Items listed in a dataset:
————————

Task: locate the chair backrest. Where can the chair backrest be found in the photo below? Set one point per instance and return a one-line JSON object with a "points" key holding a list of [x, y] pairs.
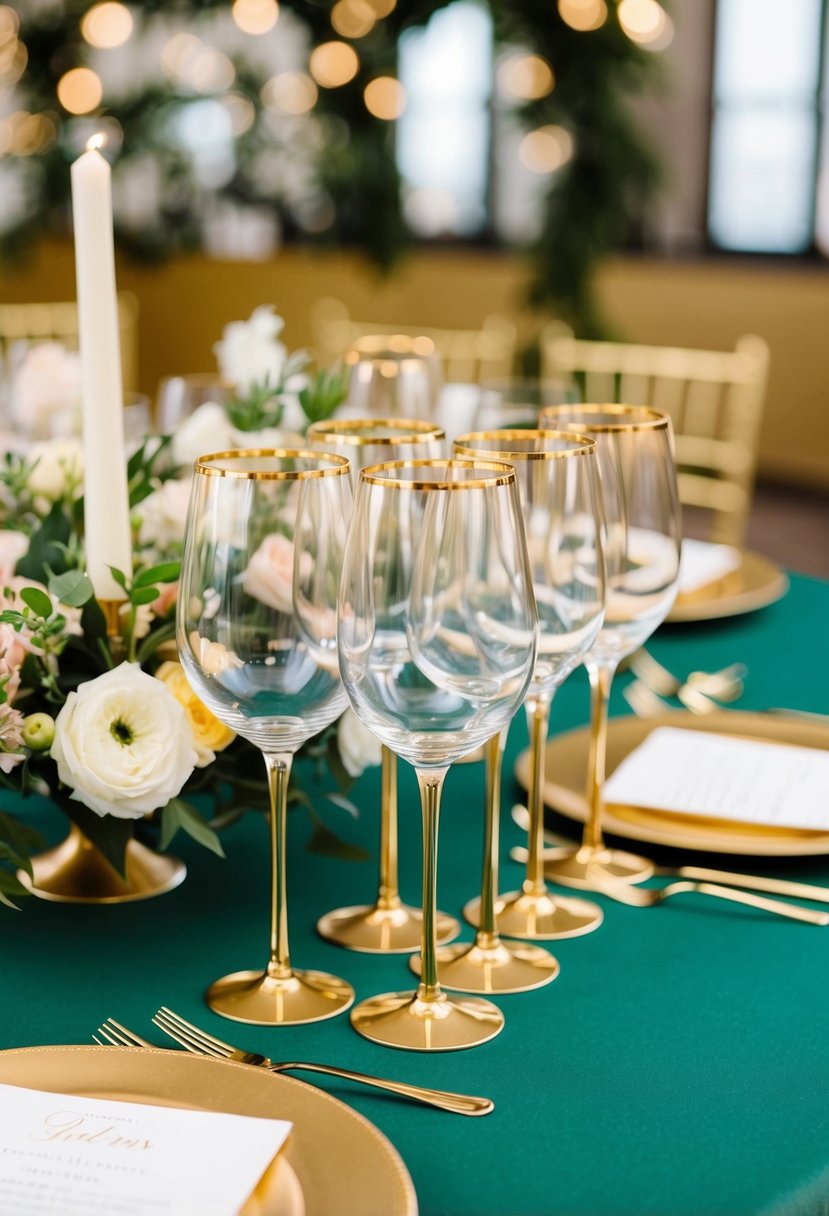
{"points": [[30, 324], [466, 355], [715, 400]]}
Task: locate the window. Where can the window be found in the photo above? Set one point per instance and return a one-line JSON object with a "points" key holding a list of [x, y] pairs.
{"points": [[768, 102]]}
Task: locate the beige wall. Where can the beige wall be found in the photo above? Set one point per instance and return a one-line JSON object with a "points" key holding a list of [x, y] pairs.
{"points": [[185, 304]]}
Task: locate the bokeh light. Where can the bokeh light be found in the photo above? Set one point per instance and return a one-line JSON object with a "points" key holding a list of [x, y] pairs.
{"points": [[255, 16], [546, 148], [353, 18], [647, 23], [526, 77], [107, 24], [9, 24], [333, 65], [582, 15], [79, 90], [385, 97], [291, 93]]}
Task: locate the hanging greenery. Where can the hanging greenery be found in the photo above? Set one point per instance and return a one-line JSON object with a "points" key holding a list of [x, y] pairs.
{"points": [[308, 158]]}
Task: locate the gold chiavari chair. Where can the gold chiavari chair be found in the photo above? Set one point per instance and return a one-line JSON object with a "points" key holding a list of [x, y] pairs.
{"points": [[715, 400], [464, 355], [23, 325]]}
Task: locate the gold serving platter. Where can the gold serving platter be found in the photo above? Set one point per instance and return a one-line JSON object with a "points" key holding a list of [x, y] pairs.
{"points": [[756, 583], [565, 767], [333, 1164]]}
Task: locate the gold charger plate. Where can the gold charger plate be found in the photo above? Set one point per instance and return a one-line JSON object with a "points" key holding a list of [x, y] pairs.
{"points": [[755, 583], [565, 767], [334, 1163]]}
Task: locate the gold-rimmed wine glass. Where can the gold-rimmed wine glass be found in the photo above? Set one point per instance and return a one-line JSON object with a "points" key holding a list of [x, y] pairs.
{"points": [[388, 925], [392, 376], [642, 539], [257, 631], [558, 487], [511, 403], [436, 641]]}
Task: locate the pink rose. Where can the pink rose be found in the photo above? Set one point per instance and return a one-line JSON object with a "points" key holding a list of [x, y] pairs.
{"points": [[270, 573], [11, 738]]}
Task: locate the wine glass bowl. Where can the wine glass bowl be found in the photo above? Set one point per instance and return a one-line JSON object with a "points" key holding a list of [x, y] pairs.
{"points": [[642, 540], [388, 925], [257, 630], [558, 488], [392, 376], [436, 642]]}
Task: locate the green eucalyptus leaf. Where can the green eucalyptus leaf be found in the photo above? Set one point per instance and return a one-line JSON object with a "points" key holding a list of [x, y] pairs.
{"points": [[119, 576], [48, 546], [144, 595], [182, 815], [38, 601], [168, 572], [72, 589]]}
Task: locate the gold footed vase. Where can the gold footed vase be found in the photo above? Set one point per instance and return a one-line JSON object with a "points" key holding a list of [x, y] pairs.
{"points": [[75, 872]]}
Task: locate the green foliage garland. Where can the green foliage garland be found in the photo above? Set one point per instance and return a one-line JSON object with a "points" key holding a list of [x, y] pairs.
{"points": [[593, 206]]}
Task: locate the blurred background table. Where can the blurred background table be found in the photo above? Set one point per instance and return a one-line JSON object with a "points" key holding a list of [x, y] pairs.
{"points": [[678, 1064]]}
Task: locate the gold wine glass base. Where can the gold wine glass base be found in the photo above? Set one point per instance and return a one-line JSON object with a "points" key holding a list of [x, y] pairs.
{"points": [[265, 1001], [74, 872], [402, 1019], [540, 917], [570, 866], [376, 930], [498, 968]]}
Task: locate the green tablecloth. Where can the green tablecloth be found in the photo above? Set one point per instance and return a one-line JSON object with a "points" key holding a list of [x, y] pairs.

————————

__Required work__:
Your copy should hold each line above exactly and no pictures at all.

__Exercise response__:
Task: locate the chair backrest. Where can the chair backrest be found in the photo below? Set one point per instance and return a one-line JSON object with a "points" key holding a list of [x, y] pairs.
{"points": [[30, 324], [466, 355], [715, 400]]}
Task: locate the window. Where can the window be found in the photo above? Set one point per instance and return a one-line JSON object with a "points" key holding a list of [x, y] pairs.
{"points": [[768, 102]]}
Task: locate the beige wall. Where can the beige wall be found in the photo above? Set one point per instance and return a one-line JSON object with a "points" key holding a list of [x, y] pairs.
{"points": [[185, 304]]}
Task: locate the bokeh light. Where can the bokeh light be found in the photo above? Set one point per instance and return a one-line JSON object with a "points" key holding a list of [x, y] pairs.
{"points": [[255, 16], [546, 148], [353, 18], [647, 23], [526, 77], [107, 24], [9, 24], [333, 65], [582, 15], [79, 90], [385, 97], [291, 93]]}
Task: locate the hanging greenery. Where can the hanging greenery be found in the photo above? Set one point per instance and return a one-line JSON object with a "points" key holding a list of [x, y] pairs.
{"points": [[308, 158]]}
Task: locate the gold chiavari chair. Where can the gold chiavari chair be found in the photo above? Set one point per instance and return a one-line JSON object with a "points" key holding a list of [x, y] pairs.
{"points": [[715, 400], [464, 355], [23, 325]]}
Task: locate the gold serving platter. Where can the gold serving platter be found in the photo above? Set one point per instance and return a one-line JSON object with a "points" key holding a list of [x, y] pairs.
{"points": [[756, 583], [565, 767], [333, 1164]]}
Task: locate the gold charger plate. Where can the gold charger plate be found in the photo above? Set one point per instance and return a one-line JSON object with a "points" key holding a list of [x, y] pairs.
{"points": [[755, 583], [565, 767], [334, 1163]]}
Task: locate the gold-rimmed wine glass. Where can the gold-rimmed wine glass be found in the photo above? Set one point per instance and return a one-line JSON object with a "points" key holding a list of [x, y] pairs.
{"points": [[388, 925], [392, 376], [642, 539], [257, 631], [558, 487], [511, 403], [436, 641]]}
Task: locate the pink rose. Where can the pink rose be found in the photo above? Set one point per instance and return a one-line JSON object with a "points" key holding a list of [x, y] pairs.
{"points": [[270, 573], [11, 738]]}
Task: locate the wine glass bowl. Where can the wine glass bowl be found in the photo above? Set one point per instance and return a one-line JSON object with a "points" key holding a list of [x, y] pairs.
{"points": [[642, 540], [388, 925], [257, 630], [558, 488], [392, 376], [436, 642]]}
Task: locate the green eucalyptus leaf. Where can the green eucalyptus leaf be found in the photo above? Set one point per instance and return a one-line JSON object with a "points" key holding a list of [x, y] pairs.
{"points": [[119, 576], [48, 546], [144, 595], [182, 815], [38, 601], [168, 572], [72, 589]]}
Task: locate the gold footed vase. Where can the gold footed vase be found in the photo above? Set one point per instance and return a one-line JSON object with a "points" key holding a list of [x, y] pairs.
{"points": [[75, 872]]}
Task: locate the green foliage garland. Where can the green foliage garland be found in the photo above? Set one point per instance and return a one-line JSON object with a "points" key holding a list of [x, y] pairs.
{"points": [[593, 206]]}
Task: locate the blurred background table. Where can the blurred background table be found in the photo above? Set one point per instance and return a one-line JSON object with a "points" key holding a list of [x, y] pairs.
{"points": [[678, 1064]]}
Task: locate the gold wine glass base. Where can the gold wine glass base be found in the photo above? Set one point per instance and return a one-line JSON object with a "points" key holding a list of [x, y] pairs.
{"points": [[265, 1001], [74, 872], [402, 1019], [540, 917], [570, 866], [376, 930], [498, 968]]}
Task: locate the green tablecloth. Where can the green tablecloth be found in the photo above? Set one point per instance and return a one-line JSON object with a "points" key holding a list of [x, y] pairs.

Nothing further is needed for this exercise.